[What is being asked] Look below for the line containing "Could you mark the gray"; from there through the line containing "Could you mark the white baseboard", both lines included, please set down each line exactly and nothing else.
---------- Stored data ----------
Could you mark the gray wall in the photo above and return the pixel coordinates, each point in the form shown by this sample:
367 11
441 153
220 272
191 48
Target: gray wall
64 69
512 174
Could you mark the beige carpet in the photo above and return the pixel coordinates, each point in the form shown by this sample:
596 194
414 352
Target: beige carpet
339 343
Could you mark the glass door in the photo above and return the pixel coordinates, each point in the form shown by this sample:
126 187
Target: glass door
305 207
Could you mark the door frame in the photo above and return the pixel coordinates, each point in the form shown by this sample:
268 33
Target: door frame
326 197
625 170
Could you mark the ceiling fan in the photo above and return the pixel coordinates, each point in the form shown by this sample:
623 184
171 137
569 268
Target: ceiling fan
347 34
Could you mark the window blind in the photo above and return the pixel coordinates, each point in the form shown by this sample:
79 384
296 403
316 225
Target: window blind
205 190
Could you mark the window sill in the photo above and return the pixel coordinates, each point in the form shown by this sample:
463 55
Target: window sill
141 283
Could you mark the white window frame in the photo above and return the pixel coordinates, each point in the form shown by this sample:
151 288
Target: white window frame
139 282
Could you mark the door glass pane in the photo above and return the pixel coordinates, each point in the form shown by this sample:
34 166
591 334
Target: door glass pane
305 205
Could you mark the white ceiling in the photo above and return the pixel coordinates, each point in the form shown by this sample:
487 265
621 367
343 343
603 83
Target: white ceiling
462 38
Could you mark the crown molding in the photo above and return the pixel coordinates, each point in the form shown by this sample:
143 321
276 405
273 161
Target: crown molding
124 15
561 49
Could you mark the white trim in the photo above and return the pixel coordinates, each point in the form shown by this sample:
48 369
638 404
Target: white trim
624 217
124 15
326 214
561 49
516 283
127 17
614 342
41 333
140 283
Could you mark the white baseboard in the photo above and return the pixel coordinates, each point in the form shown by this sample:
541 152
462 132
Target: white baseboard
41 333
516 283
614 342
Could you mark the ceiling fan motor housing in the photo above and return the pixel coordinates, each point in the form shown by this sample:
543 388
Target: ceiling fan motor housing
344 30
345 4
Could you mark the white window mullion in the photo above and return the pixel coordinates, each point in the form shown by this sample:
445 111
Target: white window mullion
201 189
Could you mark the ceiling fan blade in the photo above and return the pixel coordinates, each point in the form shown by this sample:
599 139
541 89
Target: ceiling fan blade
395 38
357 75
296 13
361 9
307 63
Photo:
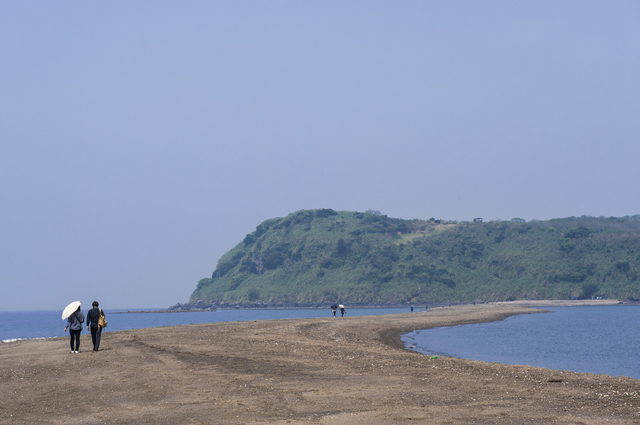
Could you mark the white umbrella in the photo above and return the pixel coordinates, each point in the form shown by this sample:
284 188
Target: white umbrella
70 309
----------
---------- Stored data ----------
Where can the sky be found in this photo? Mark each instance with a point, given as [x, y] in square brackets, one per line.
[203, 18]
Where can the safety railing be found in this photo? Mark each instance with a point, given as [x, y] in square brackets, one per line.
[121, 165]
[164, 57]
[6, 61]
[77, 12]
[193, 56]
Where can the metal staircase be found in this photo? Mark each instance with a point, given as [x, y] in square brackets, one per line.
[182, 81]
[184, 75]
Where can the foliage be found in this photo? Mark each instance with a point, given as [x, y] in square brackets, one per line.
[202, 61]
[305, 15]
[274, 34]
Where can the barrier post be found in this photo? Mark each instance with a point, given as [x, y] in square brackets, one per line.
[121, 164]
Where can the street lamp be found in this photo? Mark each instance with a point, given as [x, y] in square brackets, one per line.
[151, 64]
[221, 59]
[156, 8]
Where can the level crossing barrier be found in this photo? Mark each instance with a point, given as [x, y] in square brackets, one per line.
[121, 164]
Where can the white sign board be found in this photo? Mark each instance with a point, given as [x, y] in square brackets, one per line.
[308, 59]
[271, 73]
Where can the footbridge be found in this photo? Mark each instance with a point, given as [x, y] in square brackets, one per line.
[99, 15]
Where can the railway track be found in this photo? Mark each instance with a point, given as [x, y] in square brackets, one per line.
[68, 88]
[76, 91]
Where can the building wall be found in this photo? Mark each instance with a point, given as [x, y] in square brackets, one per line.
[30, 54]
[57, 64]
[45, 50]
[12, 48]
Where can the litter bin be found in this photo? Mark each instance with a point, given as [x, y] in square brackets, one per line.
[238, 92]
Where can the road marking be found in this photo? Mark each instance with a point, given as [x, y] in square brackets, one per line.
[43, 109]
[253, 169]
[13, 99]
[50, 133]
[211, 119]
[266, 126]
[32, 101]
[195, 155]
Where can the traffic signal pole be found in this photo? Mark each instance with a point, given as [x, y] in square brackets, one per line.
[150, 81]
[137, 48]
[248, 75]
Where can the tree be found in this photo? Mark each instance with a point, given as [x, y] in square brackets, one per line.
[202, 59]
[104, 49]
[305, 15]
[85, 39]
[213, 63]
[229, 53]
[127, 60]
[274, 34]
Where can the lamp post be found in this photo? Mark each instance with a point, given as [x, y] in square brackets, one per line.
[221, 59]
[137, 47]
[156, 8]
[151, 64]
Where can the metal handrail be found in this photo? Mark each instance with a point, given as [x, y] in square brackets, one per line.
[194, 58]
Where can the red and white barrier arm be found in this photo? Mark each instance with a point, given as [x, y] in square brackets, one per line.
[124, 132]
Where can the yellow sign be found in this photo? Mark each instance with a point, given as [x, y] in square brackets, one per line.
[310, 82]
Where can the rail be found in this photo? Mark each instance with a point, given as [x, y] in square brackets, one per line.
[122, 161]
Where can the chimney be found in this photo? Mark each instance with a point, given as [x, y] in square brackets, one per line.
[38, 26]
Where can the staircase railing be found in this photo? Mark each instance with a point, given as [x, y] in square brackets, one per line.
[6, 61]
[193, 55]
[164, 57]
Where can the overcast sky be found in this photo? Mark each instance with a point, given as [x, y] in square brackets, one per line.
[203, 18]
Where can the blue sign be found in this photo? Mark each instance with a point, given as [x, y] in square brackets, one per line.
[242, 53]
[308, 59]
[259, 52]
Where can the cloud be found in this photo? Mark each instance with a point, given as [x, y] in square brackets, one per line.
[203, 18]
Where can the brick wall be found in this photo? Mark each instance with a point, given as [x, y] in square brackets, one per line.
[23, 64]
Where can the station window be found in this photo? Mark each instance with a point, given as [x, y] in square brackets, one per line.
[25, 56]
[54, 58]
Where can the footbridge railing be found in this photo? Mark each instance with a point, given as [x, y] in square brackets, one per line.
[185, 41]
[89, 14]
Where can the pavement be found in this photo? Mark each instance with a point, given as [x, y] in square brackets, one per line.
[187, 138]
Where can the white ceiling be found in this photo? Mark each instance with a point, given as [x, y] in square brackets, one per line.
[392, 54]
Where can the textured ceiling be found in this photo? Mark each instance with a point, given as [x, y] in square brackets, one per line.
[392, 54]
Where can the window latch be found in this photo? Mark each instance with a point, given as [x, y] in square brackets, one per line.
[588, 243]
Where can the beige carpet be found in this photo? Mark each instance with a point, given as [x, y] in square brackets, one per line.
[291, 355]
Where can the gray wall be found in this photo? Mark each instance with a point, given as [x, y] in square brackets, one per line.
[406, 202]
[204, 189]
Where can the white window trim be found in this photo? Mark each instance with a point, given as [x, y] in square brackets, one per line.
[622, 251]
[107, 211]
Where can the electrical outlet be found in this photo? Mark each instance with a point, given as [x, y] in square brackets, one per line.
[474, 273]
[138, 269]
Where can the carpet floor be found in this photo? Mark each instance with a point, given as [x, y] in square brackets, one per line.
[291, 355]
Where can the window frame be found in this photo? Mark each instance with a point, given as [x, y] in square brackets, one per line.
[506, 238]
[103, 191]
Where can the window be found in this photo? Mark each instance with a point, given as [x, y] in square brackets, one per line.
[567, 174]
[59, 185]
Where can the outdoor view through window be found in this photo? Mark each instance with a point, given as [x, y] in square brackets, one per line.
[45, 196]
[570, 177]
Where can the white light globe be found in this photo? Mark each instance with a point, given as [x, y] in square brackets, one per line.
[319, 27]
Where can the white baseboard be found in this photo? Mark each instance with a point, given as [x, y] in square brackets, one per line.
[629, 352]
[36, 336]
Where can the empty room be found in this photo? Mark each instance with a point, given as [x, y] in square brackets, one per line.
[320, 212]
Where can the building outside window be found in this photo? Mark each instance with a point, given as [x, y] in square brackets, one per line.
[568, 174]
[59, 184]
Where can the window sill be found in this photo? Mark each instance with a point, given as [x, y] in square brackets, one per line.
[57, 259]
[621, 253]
----------
---------- Stored data ----------
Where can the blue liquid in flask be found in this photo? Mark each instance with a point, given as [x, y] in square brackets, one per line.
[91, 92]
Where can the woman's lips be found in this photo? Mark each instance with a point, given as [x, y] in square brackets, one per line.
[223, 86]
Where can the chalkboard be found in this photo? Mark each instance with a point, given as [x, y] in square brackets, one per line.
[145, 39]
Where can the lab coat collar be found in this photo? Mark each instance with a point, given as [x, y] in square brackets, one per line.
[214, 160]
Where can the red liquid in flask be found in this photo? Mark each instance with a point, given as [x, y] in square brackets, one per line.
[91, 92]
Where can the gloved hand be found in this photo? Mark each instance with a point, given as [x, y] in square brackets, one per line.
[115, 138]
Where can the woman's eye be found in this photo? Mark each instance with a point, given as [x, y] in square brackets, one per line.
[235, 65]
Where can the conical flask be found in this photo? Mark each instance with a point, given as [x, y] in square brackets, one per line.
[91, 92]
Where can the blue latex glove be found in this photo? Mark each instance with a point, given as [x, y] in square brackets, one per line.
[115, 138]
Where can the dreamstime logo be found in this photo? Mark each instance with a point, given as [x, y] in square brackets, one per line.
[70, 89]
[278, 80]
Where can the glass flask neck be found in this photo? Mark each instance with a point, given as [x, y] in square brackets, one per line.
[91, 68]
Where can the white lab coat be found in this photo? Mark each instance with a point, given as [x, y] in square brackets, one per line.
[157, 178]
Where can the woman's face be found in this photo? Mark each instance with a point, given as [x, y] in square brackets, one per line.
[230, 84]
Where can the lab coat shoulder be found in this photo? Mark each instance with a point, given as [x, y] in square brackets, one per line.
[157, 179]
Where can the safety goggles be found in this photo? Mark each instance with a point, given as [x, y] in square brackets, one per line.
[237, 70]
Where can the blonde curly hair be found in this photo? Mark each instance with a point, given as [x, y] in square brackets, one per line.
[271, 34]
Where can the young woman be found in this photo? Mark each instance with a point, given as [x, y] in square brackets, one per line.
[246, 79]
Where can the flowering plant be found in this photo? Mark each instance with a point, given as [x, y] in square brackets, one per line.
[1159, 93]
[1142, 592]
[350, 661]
----------
[Response below]
Could you mark the gray wall in the photo above and return the pixel coordinates, each point in the form shown by this sample:
367 11
441 153
220 272
191 48
Target: gray wall
64 69
512 174
Could you mark the beige carpet in the photo above and return the pixel coordinates, each point in the form shown by this sample:
596 194
414 352
Target: beige carpet
339 343
Could you mark the glass door in the photo above and return the pixel coordinates, each point in the form shown by this sample:
126 187
Target: glass door
305 207
Could you mark the door frame in the photo above and return the pixel coordinates, each point in the form shown by this sample:
268 33
Target: door frame
326 197
625 170
Could you mark the ceiling fan in the photo above and return the pixel coordinates, each point in the form shown by this sample:
623 184
171 137
569 268
Target: ceiling fan
347 34
Could you mark the window blind in the photo above and return the pixel coordinates, each point in the form shown by this sample:
79 384
296 403
316 225
Target: window blind
205 190
Could you mark the window sill in the photo above and return the pixel coordinates, each point in the form shown by this sample:
463 55
Target: window sill
141 283
Could you mark the white window frame in the photo above and return the pixel coordinates, each point in the form shown by this sample:
151 288
Target: white window frame
139 282
Could you mark the door glass pane in the photo above and return the pixel coordinates, each point in the form shown by this sample:
34 166
591 334
Target: door glass pane
305 205
Could you mark the white ceiling in the photo above and return the pixel coordinates, each point in the form shown by this sample:
487 265
621 367
343 343
603 83
Target: white ceiling
462 38
Could you mark the crown molding in the photo above and return the pixel coordinates, each point in the form shown by this sample:
143 321
276 405
273 161
Target: crown molding
124 15
561 49
Could you mark the white trim in the photo above and return the pixel coordinates, each point in the form shown by this sample:
48 369
638 404
Target: white trim
624 217
124 15
326 214
561 49
516 283
127 17
614 342
41 333
140 283
Could you mark the white baseboard in the photo above and return the pixel coordinates, each point in the form shown by this sample:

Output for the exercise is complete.